* Task directions: Lay out every line of the items below as a Markdown table with the columns No. and Line, numbering the rows and leaving out any blank lines.

* Provided data:

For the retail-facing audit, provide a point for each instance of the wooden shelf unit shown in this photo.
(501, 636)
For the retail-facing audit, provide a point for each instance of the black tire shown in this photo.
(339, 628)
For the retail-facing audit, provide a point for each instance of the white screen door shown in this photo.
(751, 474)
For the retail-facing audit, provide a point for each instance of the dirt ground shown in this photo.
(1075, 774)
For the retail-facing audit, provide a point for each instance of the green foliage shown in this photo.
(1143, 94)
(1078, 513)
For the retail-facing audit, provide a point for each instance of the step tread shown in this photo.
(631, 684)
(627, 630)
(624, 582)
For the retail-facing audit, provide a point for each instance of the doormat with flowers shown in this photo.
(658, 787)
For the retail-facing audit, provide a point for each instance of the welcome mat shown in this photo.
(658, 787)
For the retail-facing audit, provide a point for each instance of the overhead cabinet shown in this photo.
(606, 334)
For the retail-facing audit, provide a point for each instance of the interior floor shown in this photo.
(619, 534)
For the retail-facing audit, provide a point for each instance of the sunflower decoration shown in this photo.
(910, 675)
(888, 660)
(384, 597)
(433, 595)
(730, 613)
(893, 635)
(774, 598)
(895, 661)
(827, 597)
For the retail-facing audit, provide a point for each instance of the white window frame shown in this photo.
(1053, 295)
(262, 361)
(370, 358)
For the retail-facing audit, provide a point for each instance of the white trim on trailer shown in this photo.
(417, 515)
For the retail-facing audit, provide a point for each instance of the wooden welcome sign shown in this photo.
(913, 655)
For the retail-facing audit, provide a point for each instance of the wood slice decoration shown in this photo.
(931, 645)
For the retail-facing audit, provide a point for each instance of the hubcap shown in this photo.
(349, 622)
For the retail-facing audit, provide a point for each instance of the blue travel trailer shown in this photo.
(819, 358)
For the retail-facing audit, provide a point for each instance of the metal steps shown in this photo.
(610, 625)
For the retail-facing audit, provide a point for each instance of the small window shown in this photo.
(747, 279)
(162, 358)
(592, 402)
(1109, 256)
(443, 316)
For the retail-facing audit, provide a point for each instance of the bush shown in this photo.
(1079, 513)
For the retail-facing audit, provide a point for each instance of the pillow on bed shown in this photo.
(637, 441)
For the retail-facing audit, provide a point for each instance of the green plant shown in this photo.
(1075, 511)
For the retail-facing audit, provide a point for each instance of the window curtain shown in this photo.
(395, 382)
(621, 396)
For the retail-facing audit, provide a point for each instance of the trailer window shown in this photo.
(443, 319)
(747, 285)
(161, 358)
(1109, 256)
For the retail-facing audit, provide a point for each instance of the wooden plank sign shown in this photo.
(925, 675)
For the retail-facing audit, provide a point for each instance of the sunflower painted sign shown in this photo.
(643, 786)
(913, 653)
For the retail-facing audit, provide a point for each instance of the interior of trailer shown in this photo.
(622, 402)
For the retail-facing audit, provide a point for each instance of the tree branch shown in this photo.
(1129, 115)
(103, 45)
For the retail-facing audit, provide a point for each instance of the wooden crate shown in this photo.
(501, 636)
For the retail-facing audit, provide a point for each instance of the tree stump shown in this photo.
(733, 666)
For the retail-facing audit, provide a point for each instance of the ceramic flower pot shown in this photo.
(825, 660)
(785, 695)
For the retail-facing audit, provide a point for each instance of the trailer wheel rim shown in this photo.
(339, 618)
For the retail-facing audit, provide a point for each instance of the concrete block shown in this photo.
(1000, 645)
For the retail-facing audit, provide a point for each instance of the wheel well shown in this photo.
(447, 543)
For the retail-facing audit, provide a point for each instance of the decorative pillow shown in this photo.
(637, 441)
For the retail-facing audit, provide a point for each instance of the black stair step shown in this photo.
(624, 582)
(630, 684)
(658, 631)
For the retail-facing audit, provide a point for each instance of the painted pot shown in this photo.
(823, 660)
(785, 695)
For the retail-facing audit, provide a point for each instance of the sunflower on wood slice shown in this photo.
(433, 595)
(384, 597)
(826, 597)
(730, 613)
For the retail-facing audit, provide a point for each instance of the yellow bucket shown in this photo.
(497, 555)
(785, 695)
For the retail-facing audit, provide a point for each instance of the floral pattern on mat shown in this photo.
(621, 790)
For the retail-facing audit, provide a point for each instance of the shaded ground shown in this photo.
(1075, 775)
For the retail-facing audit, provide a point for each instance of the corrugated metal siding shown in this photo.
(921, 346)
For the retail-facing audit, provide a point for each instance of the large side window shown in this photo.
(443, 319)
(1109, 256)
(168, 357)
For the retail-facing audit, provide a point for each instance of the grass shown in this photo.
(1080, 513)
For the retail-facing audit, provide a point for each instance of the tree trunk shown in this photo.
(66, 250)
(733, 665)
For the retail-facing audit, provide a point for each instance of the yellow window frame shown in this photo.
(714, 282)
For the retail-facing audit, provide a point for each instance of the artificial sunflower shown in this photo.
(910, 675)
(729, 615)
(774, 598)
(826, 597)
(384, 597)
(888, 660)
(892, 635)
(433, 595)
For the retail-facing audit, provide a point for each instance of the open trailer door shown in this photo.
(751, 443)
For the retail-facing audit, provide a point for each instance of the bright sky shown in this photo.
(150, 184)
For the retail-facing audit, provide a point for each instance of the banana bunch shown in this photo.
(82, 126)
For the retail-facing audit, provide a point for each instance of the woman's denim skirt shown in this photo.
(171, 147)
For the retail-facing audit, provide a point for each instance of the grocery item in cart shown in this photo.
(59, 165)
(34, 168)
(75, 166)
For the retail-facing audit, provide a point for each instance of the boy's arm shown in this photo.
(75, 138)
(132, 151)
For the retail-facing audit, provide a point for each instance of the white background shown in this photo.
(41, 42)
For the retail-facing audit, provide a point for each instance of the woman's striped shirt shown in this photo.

* Result of the task:
| No. | Line |
|---|---|
| 1 | For the retail-facing audit, provide a point for each instance of the wooden shelf unit shown in this photo. |
| 2 | (501, 636) |
| 3 | For the retail-facing audit, provide a point for each instance of the black tire shown in this photo. |
| 4 | (339, 628) |
| 5 | For the retail-facing audit, provide a point for each instance of the white screen door shown in this photo. |
| 6 | (751, 474) |
| 7 | For the retail-facing audit, provide a point for each instance of the dirt ground shown in this photo. |
| 8 | (1075, 774) |
| 9 | For the retail-facing audit, provide a point for each instance of the green foliage shown in this photo. |
| 10 | (1143, 94) |
| 11 | (1078, 513) |
| 12 | For the retail-facing audit, provide a point for each instance of the step tread shown in this photo. |
| 13 | (631, 684) |
| 14 | (627, 630) |
| 15 | (624, 582) |
| 16 | For the retail-facing audit, provide a point for each instance of the doormat with flowers shown in this photo. |
| 17 | (658, 787) |
| 18 | For the retail-facing audit, provide a point for each instance of the welcome mat shown in this photo. |
| 19 | (658, 787) |
| 20 | For the retail-facing audit, provide a point for each instance of the overhead cabinet shown in this photo. |
| 21 | (606, 334) |
| 22 | For the retail-facing audit, provide a point for each instance of the interior floor shown in this photo. |
| 23 | (619, 534) |
| 24 | For the retail-facing audit, provide a point for each instance of the sunflower decoration shown in this photo. |
| 25 | (910, 675) |
| 26 | (888, 660) |
| 27 | (384, 597) |
| 28 | (433, 595) |
| 29 | (730, 613) |
| 30 | (893, 635) |
| 31 | (774, 598) |
| 32 | (895, 661) |
| 33 | (827, 597) |
| 34 | For the retail-facing audit, provide a point for each instance of the white window frame shown in this photo. |
| 35 | (1053, 295) |
| 36 | (262, 361) |
| 37 | (370, 358) |
| 38 | For the retail-facing audit, provide a point for each instance of the white trim on trailer shown in this photo. |
| 39 | (417, 515) |
| 40 | For the retail-facing audit, provide a point for each instance of the wooden welcome sign shown in this photo. |
| 41 | (913, 655) |
| 42 | For the retail-facing audit, provide a point for each instance of the wood slice decoration shown in this photo. |
| 43 | (931, 645) |
| 44 | For the retail-facing audit, provide a point for each instance of the hubcap shown in this photo. |
| 45 | (349, 622) |
| 46 | For the retail-facing audit, provide a point for each instance of the blue travel trailer shown in this photo. |
| 47 | (819, 358) |
| 48 | For the retail-facing audit, provide a point for each instance of the metal steps shown in this photo. |
| 49 | (610, 625) |
| 50 | For the retail-facing audit, provide a point for each instance of the small window shown in this photo. |
| 51 | (747, 279) |
| 52 | (162, 358) |
| 53 | (592, 402) |
| 54 | (1109, 256) |
| 55 | (443, 316) |
| 56 | For the retail-facing audit, provide a point for each instance of the bush shown in this photo. |
| 57 | (1079, 513) |
| 58 | For the retail-facing audit, provide a point for each instance of the pillow on bed shown in this photo. |
| 59 | (637, 441) |
| 60 | For the retail-facing audit, provide a point for each instance of the green plant shown in this photo. |
| 61 | (1075, 511) |
| 62 | For the retail-facing audit, provide a point for each instance of the window curtain shown in this photo. |
| 63 | (395, 382) |
| 64 | (621, 396) |
| 65 | For the retail-facing audit, provide a point for each instance of the trailer window shown in this photo. |
| 66 | (443, 319) |
| 67 | (747, 285) |
| 68 | (161, 358) |
| 69 | (1109, 256) |
| 70 | For the retail-facing audit, provide a point for each instance of the wooden plank sign shown in this photo. |
| 71 | (925, 675) |
| 72 | For the retail-facing audit, provide a point for each instance of the sunflower painted sign shown in this photo. |
| 73 | (643, 786) |
| 74 | (913, 653) |
| 75 | For the retail-facing audit, provide a point for each instance of the interior of trailer shown in this photo. |
| 76 | (622, 402) |
| 77 | For the retail-facing audit, provide a point for each instance of the tree branch shown in this photo. |
| 78 | (1129, 115) |
| 79 | (103, 45) |
| 80 | For the retail-facing audit, provide a point for each instance of the wooden crate shown in this photo. |
| 81 | (501, 636) |
| 82 | For the retail-facing audit, provide a point for each instance of the tree stump shown in this photo. |
| 83 | (733, 666) |
| 84 | For the retail-facing audit, provide a point for each instance of the ceramic flower pot shown in this photo. |
| 85 | (825, 660) |
| 86 | (785, 695) |
| 87 | For the retail-facing audit, provide a point for each instance of the trailer wheel rim shown in this photo. |
| 88 | (339, 618) |
| 89 | For the retail-facing audit, provide a point for each instance of the concrete block shown in this photo. |
| 90 | (1000, 645) |
| 91 | For the retail-facing audit, provide a point for each instance of the wheel well shown in this photo. |
| 92 | (447, 543) |
| 93 | For the retail-facing audit, provide a point for each instance of the decorative pillow shown in this photo. |
| 94 | (637, 441) |
| 95 | For the retail-facing audit, provide a point for each instance of the black stair step shown in this photo. |
| 96 | (624, 582) |
| 97 | (630, 684) |
| 98 | (658, 631) |
| 99 | For the retail-facing audit, provide a point for each instance of the painted pot shown in this photo. |
| 100 | (823, 660) |
| 101 | (785, 695) |
| 102 | For the retail-facing audit, provide a point for each instance of the sunflower on wood slice shown in this photo. |
| 103 | (433, 595) |
| 104 | (384, 597) |
| 105 | (826, 597) |
| 106 | (730, 613) |
| 107 | For the retail-facing audit, provide a point for each instance of the yellow bucket shown in this photo. |
| 108 | (497, 555) |
| 109 | (785, 695) |
| 110 | For the retail-facing audit, provide a point for each instance of the floral pattern on mat shown in this photo. |
| 111 | (621, 790) |
| 112 | For the retail-facing audit, provide a point for each instance of the shaded ground shown in this photo. |
| 113 | (1075, 775) |
| 114 | For the retail-facing audit, provide a point for each instance of the corrugated metal siding shown in this photo. |
| 115 | (921, 346) |
| 116 | For the retail-facing audit, provide a point for each instance of the large side window shown in this photo. |
| 117 | (443, 319) |
| 118 | (1109, 256) |
| 119 | (168, 357) |
| 120 | For the retail-facing audit, provide a point for each instance of the grass shown in this photo. |
| 121 | (1080, 513) |
| 122 | For the retail-facing audit, provide a point for each instance of the tree trunk shown in this photo. |
| 123 | (66, 250) |
| 124 | (733, 665) |
| 125 | For the retail-facing audit, provide a point for each instance of the yellow window frame shown in this photo. |
| 126 | (714, 282) |
| 127 | For the retail-facing audit, provide a point for each instance of the artificial sunflower shown in this photo. |
| 128 | (910, 675) |
| 129 | (729, 615) |
| 130 | (774, 598) |
| 131 | (826, 597) |
| 132 | (384, 597) |
| 133 | (888, 660) |
| 134 | (892, 635) |
| 135 | (433, 595) |
| 136 | For the retail-facing audit, provide a point for each instance of the open trailer door shown in this photo. |
| 137 | (751, 443) |
| 138 | For the retail-facing audit, provide a point for each instance of the bright sky shown in this photo. |
| 139 | (150, 184) |
| 140 | For the retail-facing audit, provide a point for each instance of the banana bunch shown in this photo. |
| 141 | (82, 126) |
| 142 | For the retail-facing audit, provide a point for each instance of the woman's denim skirt shown in this photo. |
| 143 | (171, 147) |
| 144 | For the retail-facing audit, provide a point for each instance of the grocery item in cart shown in this photo. |
| 145 | (59, 165) |
| 146 | (34, 168) |
| 147 | (75, 166) |
| 148 | For the retail-facing audit, provide a point for each instance of the boy's arm shown in this photo. |
| 149 | (75, 138) |
| 150 | (132, 151) |
| 151 | For the retail-facing audit, provide a point for each instance of the white background shown in this photo. |
| 152 | (41, 42) |
| 153 | For the retail-facing audit, provide a point for each instance of the woman's striped shirt shown in this photo. |